=== Work to be completed ===
The stretch from the line with "of the heron" through the line with "of the ceiling" in the records below: write it out exactly, and nothing else.

▼

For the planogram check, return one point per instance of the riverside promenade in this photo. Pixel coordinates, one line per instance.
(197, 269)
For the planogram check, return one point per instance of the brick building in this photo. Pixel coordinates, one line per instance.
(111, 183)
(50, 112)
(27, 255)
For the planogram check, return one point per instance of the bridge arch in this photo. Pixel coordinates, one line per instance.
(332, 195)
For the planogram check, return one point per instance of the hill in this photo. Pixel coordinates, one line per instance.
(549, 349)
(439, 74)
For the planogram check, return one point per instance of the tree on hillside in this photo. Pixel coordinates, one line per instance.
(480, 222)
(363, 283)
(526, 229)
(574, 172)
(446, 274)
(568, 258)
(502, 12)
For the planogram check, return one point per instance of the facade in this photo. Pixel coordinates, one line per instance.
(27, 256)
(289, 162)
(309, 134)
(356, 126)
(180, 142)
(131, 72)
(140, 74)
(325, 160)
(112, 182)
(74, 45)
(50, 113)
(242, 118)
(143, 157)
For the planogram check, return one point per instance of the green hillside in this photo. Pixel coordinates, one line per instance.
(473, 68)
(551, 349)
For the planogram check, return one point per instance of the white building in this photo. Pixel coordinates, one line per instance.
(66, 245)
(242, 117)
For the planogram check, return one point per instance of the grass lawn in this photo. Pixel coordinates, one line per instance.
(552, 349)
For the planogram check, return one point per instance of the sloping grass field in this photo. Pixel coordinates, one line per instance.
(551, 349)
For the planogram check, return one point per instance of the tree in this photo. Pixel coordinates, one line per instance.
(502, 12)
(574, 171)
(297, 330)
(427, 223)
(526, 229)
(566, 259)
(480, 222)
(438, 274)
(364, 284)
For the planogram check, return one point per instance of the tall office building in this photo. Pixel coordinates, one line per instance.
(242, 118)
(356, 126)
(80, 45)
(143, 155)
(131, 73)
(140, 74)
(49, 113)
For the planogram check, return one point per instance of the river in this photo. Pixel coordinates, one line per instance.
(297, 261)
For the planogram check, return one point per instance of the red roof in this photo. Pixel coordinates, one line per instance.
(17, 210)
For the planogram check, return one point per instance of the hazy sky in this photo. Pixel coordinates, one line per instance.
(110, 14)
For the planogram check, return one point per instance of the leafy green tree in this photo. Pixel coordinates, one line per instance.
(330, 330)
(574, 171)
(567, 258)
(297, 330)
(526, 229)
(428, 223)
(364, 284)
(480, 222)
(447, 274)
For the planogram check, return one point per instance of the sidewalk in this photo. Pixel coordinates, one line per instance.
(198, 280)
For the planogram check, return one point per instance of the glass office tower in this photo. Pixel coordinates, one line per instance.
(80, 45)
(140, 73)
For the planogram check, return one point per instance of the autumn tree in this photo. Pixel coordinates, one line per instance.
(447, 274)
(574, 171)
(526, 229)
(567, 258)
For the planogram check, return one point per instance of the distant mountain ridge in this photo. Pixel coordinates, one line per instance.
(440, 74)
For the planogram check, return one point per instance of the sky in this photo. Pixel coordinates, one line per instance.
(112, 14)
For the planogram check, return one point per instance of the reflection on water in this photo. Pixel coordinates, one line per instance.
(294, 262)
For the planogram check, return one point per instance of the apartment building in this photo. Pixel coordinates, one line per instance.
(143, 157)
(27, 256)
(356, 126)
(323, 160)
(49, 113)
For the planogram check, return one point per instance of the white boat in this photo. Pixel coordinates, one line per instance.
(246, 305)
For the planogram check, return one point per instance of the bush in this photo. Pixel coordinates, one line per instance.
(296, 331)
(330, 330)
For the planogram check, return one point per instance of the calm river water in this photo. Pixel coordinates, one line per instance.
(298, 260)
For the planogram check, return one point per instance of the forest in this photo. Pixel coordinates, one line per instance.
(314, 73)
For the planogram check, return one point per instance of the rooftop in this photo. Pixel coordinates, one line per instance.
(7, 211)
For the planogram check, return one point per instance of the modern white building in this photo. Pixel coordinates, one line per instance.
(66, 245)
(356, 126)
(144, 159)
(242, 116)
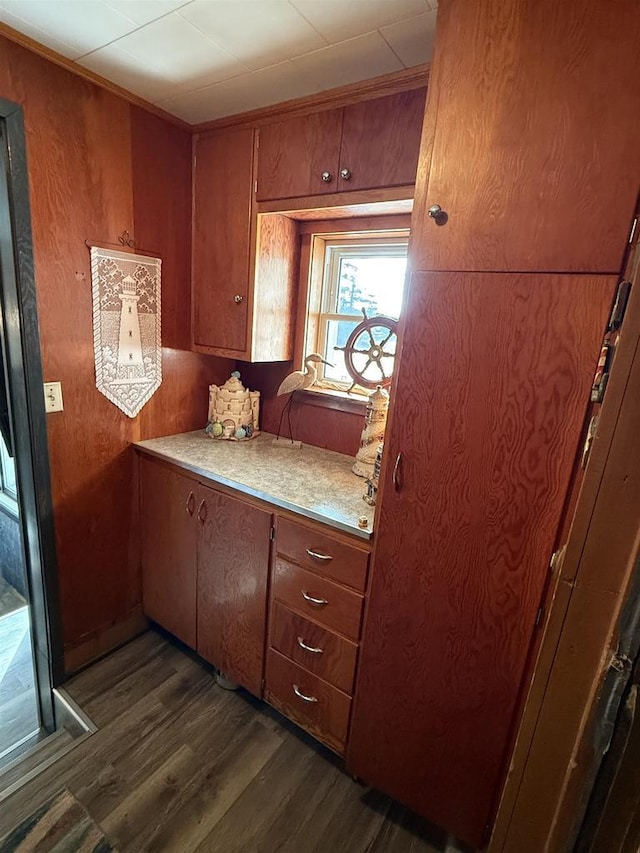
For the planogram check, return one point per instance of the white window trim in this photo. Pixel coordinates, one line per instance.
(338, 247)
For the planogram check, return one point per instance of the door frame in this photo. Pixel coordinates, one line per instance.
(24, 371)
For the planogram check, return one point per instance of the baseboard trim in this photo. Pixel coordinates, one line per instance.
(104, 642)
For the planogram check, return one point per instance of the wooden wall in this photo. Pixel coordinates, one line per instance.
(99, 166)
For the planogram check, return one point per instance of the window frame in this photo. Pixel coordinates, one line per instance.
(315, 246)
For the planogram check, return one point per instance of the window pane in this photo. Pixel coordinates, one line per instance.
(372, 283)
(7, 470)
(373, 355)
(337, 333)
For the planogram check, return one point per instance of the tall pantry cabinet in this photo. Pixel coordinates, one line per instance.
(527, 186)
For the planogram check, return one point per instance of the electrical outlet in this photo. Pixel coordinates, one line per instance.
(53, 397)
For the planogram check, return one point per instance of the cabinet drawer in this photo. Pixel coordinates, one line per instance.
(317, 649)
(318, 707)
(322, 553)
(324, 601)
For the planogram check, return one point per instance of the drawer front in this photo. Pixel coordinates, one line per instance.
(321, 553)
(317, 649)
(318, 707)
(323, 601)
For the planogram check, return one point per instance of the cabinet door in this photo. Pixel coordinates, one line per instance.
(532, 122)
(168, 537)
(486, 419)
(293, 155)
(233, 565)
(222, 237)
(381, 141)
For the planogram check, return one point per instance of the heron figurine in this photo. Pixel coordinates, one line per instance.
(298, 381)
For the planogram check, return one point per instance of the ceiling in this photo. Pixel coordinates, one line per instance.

▲
▼

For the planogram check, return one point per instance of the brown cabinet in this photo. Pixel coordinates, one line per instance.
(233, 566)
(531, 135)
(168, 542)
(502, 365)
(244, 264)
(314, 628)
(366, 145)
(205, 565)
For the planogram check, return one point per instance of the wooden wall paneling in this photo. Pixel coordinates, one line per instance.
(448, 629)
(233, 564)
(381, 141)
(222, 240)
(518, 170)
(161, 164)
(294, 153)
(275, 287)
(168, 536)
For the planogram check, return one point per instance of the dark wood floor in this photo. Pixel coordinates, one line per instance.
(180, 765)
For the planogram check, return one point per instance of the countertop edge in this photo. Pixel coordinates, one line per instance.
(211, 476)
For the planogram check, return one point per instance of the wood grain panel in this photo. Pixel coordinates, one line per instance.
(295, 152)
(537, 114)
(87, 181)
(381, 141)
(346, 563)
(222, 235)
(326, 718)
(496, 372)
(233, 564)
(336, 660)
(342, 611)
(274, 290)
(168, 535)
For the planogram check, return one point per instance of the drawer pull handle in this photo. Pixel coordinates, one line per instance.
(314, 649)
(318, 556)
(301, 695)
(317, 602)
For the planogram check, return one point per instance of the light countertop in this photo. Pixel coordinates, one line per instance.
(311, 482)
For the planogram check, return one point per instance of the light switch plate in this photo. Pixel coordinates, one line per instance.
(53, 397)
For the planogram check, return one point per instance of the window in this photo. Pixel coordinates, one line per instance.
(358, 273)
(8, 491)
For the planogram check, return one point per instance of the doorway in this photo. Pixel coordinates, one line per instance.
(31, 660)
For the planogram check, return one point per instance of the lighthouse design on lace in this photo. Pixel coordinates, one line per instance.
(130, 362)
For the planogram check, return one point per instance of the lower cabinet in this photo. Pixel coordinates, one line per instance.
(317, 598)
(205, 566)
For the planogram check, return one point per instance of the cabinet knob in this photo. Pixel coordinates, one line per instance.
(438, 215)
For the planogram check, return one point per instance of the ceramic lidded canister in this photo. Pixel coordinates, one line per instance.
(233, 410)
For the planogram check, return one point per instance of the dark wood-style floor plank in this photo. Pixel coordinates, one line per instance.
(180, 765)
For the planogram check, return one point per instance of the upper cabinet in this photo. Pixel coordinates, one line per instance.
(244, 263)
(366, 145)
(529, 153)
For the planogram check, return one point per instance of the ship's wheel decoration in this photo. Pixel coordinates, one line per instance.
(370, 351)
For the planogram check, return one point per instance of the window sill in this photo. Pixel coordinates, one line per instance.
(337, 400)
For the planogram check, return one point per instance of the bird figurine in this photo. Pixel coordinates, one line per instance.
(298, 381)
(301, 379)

▲

=== Result of the exercise ===
For the planogram check, return one point per instance of the heron figurine in this photo. Pixel coordinates, one line per instance.
(298, 381)
For the planogram check, return one point per instance of the ceiling in this photo. Pixel coordinates, one line per instance.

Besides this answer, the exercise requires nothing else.